| What you need to do |
Reproduce the part of the Rodney Delmonico biography that opens with the words containing "Rodney James Delmonico" and closes with "World Baseball Classic.".
┌─ Page excerpt
Rodney James Delmonico (born May 14, 1958) is an American baseball coach. He served as head coach of the Tennessee Volunteers of the University of Tennessee from 1990 through 2007, and for the Netherlands national baseball team in the 2009 World Baseball Classic.

Early life
Born in Wilmington, North Carolina, Delmonico graduated from New Hanover High School in 1976 and Liberty University in 1980 with a bachelor's degree in physical education.  He lettered in baseball and soccer.  He holds a master's degree from Clemson University in education administration.

Career
Delmonico was Assistant Coach at Gloucester County College in 1980, Graduate Assistant Coach at Clemson from 1981–83, and Assistant Coach at Florida State University from 1984-89.
└─
┌─ Provided data
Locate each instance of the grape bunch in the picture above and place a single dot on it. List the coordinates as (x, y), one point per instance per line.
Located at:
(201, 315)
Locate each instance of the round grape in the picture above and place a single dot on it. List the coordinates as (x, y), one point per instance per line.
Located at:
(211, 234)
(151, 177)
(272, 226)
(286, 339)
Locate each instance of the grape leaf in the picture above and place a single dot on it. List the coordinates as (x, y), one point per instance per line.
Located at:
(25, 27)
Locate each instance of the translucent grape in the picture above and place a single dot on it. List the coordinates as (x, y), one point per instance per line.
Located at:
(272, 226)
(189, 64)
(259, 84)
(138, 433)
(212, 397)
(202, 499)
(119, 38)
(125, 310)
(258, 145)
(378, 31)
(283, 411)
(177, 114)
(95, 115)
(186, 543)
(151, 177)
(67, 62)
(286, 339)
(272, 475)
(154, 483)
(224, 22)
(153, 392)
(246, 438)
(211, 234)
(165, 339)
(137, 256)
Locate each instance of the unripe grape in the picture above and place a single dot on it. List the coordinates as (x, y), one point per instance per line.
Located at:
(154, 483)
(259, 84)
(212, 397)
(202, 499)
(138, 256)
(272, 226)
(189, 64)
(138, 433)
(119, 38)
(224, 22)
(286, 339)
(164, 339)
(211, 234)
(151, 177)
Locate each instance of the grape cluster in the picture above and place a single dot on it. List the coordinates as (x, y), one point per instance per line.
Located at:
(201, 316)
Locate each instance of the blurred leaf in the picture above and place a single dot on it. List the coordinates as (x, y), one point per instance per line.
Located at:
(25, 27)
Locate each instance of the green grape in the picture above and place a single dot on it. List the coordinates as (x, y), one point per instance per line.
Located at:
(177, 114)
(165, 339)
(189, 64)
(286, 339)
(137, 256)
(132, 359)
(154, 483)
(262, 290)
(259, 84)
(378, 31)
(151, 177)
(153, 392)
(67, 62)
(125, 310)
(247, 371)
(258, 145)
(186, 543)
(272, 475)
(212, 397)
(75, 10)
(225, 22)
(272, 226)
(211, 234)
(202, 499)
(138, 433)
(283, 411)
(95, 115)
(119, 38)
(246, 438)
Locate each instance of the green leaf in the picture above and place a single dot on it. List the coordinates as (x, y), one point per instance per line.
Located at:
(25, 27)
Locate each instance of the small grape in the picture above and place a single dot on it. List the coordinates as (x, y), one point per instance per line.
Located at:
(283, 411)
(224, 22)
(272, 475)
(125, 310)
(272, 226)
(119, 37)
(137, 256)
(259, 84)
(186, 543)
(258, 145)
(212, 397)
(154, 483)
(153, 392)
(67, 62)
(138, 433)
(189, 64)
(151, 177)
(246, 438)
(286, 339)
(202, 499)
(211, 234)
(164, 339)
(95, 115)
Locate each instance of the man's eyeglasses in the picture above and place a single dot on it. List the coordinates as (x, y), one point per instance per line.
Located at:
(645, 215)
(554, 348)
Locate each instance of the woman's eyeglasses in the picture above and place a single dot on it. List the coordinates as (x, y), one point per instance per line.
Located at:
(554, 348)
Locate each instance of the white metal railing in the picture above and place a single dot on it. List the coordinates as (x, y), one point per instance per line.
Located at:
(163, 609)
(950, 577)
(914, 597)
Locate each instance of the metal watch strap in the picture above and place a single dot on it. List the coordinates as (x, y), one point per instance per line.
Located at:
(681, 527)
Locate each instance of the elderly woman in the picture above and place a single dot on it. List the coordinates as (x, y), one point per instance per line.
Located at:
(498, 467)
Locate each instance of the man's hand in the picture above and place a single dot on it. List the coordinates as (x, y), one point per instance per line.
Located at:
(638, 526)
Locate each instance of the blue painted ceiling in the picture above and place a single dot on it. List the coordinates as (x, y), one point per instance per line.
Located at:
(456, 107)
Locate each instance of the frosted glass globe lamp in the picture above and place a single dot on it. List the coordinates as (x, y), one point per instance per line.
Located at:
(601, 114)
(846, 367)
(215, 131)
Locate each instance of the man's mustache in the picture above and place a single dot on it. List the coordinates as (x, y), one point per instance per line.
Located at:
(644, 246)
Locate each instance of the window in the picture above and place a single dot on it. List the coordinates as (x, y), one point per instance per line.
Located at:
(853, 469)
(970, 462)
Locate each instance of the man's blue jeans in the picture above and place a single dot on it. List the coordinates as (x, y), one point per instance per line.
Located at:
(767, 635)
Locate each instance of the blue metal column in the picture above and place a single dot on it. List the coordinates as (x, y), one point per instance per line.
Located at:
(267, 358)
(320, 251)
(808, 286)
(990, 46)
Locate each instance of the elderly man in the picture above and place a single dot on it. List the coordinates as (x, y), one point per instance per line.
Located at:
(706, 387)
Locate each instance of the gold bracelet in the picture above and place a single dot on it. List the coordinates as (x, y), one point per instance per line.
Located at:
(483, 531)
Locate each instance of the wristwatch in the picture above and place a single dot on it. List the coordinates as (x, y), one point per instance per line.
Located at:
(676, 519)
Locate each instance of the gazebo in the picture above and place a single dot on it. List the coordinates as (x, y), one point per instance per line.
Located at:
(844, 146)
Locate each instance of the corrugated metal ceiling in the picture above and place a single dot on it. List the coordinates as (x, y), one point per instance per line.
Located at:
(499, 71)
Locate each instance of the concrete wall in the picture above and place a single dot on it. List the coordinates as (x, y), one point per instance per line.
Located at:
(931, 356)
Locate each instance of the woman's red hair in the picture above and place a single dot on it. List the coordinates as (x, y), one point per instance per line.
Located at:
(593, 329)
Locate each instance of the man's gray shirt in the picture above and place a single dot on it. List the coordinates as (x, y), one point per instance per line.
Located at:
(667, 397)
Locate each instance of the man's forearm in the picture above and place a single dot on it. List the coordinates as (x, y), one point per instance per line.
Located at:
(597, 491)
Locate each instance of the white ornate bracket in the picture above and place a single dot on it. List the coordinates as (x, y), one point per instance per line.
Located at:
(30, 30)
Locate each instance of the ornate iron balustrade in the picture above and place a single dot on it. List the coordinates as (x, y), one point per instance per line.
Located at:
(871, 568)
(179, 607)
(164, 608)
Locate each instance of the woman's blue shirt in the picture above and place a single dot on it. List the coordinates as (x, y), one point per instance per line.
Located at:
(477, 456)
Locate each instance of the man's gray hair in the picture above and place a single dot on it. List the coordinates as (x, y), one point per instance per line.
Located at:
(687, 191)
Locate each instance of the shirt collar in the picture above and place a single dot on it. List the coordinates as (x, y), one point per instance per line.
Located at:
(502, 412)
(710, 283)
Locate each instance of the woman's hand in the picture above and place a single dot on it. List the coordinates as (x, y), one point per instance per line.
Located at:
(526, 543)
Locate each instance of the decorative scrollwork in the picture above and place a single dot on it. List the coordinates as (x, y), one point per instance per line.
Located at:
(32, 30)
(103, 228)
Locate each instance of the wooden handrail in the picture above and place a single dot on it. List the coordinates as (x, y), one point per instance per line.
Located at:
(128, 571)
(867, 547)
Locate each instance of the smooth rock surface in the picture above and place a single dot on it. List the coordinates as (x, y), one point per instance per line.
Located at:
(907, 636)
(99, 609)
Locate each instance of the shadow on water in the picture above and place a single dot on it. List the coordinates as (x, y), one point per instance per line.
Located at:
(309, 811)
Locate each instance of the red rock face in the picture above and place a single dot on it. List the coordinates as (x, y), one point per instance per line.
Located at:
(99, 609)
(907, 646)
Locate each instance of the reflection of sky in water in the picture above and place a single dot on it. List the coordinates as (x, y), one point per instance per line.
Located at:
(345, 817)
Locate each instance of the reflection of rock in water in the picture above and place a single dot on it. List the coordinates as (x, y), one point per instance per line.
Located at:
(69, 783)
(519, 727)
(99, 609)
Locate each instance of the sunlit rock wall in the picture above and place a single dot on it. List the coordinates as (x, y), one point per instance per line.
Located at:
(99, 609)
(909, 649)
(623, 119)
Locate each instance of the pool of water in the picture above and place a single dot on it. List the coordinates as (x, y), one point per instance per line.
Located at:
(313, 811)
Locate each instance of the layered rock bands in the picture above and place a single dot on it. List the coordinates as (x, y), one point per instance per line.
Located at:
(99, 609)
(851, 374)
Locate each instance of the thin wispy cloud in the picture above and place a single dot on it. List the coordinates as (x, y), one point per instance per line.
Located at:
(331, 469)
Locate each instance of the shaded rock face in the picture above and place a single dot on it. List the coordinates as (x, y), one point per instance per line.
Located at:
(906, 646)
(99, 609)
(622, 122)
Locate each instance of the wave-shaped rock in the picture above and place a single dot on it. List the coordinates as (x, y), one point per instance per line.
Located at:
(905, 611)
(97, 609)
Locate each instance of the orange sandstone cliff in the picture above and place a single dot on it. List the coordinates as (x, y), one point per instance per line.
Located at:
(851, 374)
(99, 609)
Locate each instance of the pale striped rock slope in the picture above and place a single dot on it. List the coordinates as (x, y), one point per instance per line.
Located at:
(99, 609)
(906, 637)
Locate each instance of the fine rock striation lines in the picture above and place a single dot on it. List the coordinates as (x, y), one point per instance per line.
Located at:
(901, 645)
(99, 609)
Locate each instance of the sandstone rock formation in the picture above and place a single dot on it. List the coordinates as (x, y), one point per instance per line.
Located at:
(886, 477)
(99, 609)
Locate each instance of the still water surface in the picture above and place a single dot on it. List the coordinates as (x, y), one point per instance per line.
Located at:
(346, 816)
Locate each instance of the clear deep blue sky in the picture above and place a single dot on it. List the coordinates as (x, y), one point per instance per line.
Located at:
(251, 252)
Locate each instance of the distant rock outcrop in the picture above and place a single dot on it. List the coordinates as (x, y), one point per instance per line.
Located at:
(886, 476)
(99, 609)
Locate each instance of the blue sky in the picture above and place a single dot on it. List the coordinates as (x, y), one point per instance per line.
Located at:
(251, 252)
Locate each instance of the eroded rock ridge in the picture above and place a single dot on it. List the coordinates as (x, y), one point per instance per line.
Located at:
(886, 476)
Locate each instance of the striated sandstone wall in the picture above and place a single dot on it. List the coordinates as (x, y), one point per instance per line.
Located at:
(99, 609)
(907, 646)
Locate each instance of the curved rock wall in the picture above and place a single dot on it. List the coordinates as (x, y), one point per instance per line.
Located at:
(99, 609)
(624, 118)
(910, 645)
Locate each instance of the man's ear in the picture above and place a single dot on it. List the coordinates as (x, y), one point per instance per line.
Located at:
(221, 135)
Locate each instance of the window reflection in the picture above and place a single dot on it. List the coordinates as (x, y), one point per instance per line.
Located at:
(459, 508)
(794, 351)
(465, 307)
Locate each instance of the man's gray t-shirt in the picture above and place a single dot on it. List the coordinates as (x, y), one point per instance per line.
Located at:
└─
| Solution |
Rodney James Delmonico (born May 14, 1958) is an American baseball coach. He served as head coach of the Tennessee Volunteers of the University of Tennessee from 1990 through 2007, and for the Netherlands national baseball team in the 2009 World Baseball Classic.